- [Exercise] Write out every line of the items below as one JSON list of strings, with one string per line and blank lines left out.

- [The records]
§

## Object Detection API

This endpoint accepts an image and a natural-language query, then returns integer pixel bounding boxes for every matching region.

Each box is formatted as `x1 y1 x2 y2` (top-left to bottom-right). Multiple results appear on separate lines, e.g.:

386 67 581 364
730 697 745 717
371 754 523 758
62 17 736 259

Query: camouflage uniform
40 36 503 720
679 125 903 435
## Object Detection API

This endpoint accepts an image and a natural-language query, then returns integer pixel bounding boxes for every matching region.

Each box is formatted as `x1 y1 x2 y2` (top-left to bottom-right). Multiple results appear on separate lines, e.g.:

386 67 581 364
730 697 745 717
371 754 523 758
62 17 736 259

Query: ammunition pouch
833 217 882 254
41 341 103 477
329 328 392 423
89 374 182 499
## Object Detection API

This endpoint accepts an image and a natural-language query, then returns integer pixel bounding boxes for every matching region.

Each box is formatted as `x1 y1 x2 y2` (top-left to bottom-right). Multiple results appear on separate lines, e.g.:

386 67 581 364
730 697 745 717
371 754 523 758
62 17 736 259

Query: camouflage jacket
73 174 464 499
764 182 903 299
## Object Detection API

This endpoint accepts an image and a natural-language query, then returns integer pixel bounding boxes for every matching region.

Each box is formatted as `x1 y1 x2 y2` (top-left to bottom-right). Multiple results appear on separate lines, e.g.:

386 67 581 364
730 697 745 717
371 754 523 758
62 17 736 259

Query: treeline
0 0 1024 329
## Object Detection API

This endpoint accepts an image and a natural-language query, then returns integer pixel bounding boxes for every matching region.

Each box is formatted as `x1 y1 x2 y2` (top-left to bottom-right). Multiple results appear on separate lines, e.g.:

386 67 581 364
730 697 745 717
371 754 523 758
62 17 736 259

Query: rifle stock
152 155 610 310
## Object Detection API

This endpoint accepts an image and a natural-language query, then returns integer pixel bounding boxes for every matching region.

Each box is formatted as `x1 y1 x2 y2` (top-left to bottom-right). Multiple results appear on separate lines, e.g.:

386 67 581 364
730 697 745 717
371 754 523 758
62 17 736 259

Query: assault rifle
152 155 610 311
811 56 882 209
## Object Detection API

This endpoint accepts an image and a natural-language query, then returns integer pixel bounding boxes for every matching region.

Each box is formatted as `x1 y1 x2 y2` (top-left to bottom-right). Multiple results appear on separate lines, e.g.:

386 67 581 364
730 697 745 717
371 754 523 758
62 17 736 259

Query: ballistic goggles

§

- [Complete answer]
[
  "## Object Detection API",
  "This endpoint accepts an image and a natural-language query, then returns integer pixel bounding boxes for every matching region.",
  "Each box is formatted as `x1 y1 x2 y2` (top-left to bottom-right). Multiple results appear on separate lines, e.g.:",
  "386 67 581 364",
  "730 697 745 717",
  "371 754 523 758",
  "62 17 736 259",
  "Query: camouflage uniform",
  "40 36 503 720",
  "679 125 903 435",
  "## Object Detection API",
  "This endpoint accepts an image and a natural-language query, then returns integer pixel bounding boxes for every matching region.",
  "Each box is formatted as `x1 y1 x2 y2` (top-left to bottom-right). Multiple results appear on separate lines, e.g.:",
  "386 67 581 364",
  "730 697 745 717",
  "371 754 523 758",
  "62 17 736 259",
  "Query: ammunition pouch",
  "833 217 882 254",
  "41 341 103 477",
  "329 328 392 423",
  "89 374 182 499",
  "## Object Detection API",
  "This endpoint accepts an image and a natural-language query, then returns integer pixel bounding boxes for every matching region.",
  "Each box is formatted as `x1 y1 x2 y2` (top-left to bottom-right). Multiple results appear on separate lines, e.g.:",
  "386 67 581 364",
  "730 697 745 717",
  "371 754 523 758",
  "62 17 736 259",
  "Query: camouflage jacket",
  "73 174 464 499",
  "764 182 903 299",
  "## Object Detection API",
  "This endpoint accepts an image and a natural-language query, then returns integer pixel bounding boxes for every matching region.",
  "Each box is formatted as `x1 y1 x2 y2` (top-left to bottom-right). Multiple results appear on separate lines, e.g.:",
  "386 67 581 364",
  "730 697 745 717",
  "371 754 523 758",
  "62 17 736 259",
  "Query: treeline",
  "0 0 1024 329",
  "## Object Detection API",
  "This endpoint accepts an image and a natural-language query, then returns integer pixel bounding boxes for every matching region.",
  "Each box is formatted as `x1 y1 x2 y2` (top-left to bottom-right). Multiple results appear on separate lines, e.g.:",
  "386 67 581 364",
  "730 697 745 717",
  "371 754 523 758",
  "62 17 736 259",
  "Query: rifle stock",
  "152 155 610 310",
  "## Object Detection API",
  "This endpoint accepts an image and a natural-language query, then returns integer pixel bounding boxes for every matching region.",
  "Each box is formatted as `x1 y1 x2 y2` (top-left to bottom-right). Multiple results appear on separate lines, e.g.:",
  "386 67 581 364",
  "730 697 745 717",
  "371 754 523 758",
  "62 17 736 259",
  "Query: assault rifle",
  "152 155 610 311",
  "811 56 882 209",
  "## Object Detection API",
  "This endpoint accepts an image and a natural-language query, then returns integer pixel bounding boxes for every matching region.",
  "Each box is formatted as `x1 y1 x2 y2` (top-left to bottom-right). Multiple results appear on separate lines, e.g.:",
  "386 67 581 364",
  "730 697 745 717",
  "371 754 523 758",
  "62 17 736 259",
  "Query: ballistic goggles"
]